## Page extract
---+---

While her husband Richie (played by Austin Stowell in a role that is frankly a bit shallow) is off at work providing for the both of them, Bennett’s Hunter stays at home, tending to the most basic and least stimulating tasks that one would associate with a traditional housewife of past generations — vacuuming, trimming plants, skimming the pool, etc. Bennett’s haircut and attire even hint at a 50’s-style retro which further underlines the gender dynamics at play. Bennett’s character is extremely timid and submissive by design. Smiling one night in bed, she turns to Richie and remarks that she did something unexpected — finally choosing a color for the drapes. Moments such as this one are never arch, however.

Ostensibly, Swallow is about a woman quickly realizing her lack of agency because of suffocating gender roles and learning (albeit in a very strange way) to find freedom over her situation and body. Hunter explains that she puts objects in her mouth because it is one of the few instances she feels in control. For once, she actually gets to make her own choices. Haley Bennett brings a clear sense of emotional honesty to the role that is deeply earnest and never fake — I can only imagine how poorly this could have gone in the wrong hands. If fumbled, it’s the stuff of legendary memes.

---+---

## Work to be completed
Repeat word for word the stretch of the Swallow review from "While her husband" through "never arch, however.". The lines that come next are from a separate source.

## Source data
---+---

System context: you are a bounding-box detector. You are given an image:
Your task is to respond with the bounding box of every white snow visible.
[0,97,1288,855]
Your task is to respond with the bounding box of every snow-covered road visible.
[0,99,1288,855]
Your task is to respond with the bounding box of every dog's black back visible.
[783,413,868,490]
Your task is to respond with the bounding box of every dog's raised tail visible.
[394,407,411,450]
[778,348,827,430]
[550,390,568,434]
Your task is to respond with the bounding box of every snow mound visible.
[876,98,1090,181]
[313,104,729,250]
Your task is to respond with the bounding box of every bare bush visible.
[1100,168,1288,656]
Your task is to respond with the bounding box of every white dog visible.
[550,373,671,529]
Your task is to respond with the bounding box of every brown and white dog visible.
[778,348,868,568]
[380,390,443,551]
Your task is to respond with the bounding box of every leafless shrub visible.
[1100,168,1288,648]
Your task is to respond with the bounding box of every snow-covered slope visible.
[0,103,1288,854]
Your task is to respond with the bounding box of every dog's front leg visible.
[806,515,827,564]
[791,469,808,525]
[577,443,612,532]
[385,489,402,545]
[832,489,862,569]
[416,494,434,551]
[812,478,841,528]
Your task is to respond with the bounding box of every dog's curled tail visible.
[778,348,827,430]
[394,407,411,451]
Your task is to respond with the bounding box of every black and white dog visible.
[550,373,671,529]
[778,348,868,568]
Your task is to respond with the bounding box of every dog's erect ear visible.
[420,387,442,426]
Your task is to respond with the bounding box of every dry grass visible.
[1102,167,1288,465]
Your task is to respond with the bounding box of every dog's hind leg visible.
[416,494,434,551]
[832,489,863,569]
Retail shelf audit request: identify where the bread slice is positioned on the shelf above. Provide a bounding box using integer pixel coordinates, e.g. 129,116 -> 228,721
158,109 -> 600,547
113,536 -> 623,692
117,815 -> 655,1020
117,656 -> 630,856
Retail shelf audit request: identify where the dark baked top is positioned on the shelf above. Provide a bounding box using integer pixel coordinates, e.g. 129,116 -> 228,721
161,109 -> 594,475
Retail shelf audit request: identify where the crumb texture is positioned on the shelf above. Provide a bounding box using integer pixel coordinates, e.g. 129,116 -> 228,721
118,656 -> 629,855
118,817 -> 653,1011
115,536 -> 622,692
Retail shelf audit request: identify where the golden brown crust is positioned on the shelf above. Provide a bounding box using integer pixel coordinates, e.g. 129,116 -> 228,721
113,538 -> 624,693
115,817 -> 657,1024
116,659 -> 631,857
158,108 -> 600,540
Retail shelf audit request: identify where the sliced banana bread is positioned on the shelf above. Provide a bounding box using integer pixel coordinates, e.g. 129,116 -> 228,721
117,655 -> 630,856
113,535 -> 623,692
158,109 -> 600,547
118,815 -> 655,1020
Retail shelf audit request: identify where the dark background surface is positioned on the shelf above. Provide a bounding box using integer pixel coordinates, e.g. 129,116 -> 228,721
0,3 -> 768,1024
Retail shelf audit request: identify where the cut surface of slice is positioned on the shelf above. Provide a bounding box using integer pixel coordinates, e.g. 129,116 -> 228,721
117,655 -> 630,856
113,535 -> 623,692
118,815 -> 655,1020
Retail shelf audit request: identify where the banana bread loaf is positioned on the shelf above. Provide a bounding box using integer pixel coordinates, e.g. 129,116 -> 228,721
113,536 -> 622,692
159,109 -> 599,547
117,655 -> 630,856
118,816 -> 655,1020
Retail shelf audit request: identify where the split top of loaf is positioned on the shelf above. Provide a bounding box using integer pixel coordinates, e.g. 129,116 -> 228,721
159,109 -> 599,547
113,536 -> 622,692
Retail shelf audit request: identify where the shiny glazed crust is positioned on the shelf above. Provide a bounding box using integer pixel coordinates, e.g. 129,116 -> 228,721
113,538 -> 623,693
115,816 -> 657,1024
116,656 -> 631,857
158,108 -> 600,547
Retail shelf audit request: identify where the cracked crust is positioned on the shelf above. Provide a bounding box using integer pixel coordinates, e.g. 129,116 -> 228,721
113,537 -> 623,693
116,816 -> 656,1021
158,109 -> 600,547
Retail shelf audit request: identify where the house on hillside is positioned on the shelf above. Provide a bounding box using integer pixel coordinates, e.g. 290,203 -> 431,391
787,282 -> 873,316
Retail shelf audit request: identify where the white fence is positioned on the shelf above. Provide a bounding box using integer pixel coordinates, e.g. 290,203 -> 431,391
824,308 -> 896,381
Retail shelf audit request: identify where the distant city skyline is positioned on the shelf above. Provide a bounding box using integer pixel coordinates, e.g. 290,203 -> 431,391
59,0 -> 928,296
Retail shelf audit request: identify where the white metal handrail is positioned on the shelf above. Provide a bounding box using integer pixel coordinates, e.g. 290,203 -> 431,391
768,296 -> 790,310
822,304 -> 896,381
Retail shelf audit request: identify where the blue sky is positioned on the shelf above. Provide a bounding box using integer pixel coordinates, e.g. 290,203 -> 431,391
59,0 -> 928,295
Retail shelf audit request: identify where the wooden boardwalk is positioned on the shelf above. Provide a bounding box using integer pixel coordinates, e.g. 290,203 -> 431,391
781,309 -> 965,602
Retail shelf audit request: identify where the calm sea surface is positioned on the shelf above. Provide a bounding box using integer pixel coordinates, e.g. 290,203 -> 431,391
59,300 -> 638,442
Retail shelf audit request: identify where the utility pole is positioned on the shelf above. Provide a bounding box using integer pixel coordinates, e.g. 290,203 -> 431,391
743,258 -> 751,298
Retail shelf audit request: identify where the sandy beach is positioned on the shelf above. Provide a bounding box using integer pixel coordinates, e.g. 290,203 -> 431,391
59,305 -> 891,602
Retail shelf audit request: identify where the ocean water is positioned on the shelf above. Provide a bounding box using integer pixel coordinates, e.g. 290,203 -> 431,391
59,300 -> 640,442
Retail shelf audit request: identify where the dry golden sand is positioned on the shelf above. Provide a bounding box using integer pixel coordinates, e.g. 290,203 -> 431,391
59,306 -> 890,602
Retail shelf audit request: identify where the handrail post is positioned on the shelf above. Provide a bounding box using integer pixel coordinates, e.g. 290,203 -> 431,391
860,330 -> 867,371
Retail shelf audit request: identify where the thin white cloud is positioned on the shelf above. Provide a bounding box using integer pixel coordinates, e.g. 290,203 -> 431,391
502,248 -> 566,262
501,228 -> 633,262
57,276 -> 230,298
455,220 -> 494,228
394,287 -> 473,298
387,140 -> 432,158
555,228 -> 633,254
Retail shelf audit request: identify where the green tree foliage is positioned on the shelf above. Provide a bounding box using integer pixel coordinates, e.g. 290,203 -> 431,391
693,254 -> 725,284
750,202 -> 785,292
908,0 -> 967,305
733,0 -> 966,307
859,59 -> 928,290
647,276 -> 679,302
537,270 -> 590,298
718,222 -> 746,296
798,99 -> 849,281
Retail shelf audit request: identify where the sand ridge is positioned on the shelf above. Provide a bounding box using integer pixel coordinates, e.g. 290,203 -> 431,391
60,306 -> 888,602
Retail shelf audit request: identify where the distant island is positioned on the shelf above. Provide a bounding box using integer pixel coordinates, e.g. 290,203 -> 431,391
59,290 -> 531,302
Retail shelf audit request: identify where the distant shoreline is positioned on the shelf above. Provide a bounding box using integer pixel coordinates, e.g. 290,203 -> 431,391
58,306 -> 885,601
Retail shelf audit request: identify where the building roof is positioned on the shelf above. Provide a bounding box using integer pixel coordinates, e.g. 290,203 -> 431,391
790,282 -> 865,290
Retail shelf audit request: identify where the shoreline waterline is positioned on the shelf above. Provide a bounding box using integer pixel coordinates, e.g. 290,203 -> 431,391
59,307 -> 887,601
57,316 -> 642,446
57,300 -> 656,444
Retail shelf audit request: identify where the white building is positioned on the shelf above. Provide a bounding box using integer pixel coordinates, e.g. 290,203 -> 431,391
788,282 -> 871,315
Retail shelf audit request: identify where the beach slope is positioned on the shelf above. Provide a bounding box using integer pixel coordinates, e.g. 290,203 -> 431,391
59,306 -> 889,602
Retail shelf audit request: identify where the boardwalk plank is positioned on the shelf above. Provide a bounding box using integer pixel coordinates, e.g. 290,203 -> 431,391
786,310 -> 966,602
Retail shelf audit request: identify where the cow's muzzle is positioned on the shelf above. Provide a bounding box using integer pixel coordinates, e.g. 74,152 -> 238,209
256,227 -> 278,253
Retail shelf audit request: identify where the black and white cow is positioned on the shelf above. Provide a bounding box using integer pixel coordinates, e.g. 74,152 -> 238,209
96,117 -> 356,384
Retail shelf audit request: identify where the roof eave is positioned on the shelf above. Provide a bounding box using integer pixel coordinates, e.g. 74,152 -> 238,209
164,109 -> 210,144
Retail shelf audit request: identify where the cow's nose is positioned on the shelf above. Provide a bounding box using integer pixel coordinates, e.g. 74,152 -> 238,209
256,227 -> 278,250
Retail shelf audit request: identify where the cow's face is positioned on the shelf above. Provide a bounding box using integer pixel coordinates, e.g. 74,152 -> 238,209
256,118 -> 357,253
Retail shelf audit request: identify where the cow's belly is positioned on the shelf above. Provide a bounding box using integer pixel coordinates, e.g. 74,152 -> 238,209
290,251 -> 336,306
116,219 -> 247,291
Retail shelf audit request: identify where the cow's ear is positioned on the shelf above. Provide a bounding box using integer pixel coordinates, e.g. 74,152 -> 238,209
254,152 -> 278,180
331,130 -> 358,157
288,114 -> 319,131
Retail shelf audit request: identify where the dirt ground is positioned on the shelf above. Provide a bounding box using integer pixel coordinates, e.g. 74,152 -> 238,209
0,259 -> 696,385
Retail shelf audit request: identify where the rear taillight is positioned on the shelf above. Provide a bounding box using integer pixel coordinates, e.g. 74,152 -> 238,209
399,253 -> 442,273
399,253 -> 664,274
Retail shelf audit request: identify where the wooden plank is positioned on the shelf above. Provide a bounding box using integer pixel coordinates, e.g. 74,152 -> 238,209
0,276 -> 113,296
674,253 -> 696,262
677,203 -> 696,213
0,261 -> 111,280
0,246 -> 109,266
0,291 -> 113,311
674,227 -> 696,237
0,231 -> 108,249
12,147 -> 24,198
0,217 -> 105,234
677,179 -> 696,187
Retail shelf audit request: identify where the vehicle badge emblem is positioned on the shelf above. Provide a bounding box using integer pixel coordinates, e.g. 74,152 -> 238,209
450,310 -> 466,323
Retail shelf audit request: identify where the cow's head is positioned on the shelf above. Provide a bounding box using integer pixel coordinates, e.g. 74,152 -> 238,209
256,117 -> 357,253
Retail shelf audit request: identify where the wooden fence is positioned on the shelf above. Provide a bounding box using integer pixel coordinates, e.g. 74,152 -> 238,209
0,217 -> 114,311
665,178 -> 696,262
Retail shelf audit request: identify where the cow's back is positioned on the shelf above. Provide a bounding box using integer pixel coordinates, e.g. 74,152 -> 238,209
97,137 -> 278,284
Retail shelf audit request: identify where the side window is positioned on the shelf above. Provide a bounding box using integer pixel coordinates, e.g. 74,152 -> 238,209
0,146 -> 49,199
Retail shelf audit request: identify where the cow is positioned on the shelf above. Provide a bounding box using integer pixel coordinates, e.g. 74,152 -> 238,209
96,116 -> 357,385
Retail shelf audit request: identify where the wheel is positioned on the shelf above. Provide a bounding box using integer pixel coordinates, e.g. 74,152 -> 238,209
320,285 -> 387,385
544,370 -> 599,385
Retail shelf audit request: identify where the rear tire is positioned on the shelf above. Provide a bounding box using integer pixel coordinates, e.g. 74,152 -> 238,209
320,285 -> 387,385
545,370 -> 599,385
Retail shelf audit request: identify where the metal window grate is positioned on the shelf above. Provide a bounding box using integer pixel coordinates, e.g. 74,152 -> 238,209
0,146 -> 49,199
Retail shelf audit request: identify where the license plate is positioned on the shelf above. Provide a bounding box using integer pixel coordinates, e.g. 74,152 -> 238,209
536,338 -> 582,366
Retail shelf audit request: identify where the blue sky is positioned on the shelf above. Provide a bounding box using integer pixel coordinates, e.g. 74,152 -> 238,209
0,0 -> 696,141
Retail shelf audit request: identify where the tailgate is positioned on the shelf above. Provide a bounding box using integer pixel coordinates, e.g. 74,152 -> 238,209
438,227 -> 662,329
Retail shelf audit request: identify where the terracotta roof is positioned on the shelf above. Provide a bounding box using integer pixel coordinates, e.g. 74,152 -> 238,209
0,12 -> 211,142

---+---

## Solution
While her husband Richie (played by Austin Stowell in a role that is frankly a bit shallow) is off at work providing for the both of them, Bennett’s Hunter stays at home, tending to the most basic and least stimulating tasks that one would associate with a traditional housewife of past generations — vacuuming, trimming plants, skimming the pool, etc. Bennett’s haircut and attire even hint at a 50’s-style retro which further underlines the gender dynamics at play. Bennett’s character is extremely timid and submissive by design. Smiling one night in bed, she turns to Richie and remarks that she did something unexpected — finally choosing a color for the drapes. Moments such as this one are never arch, however.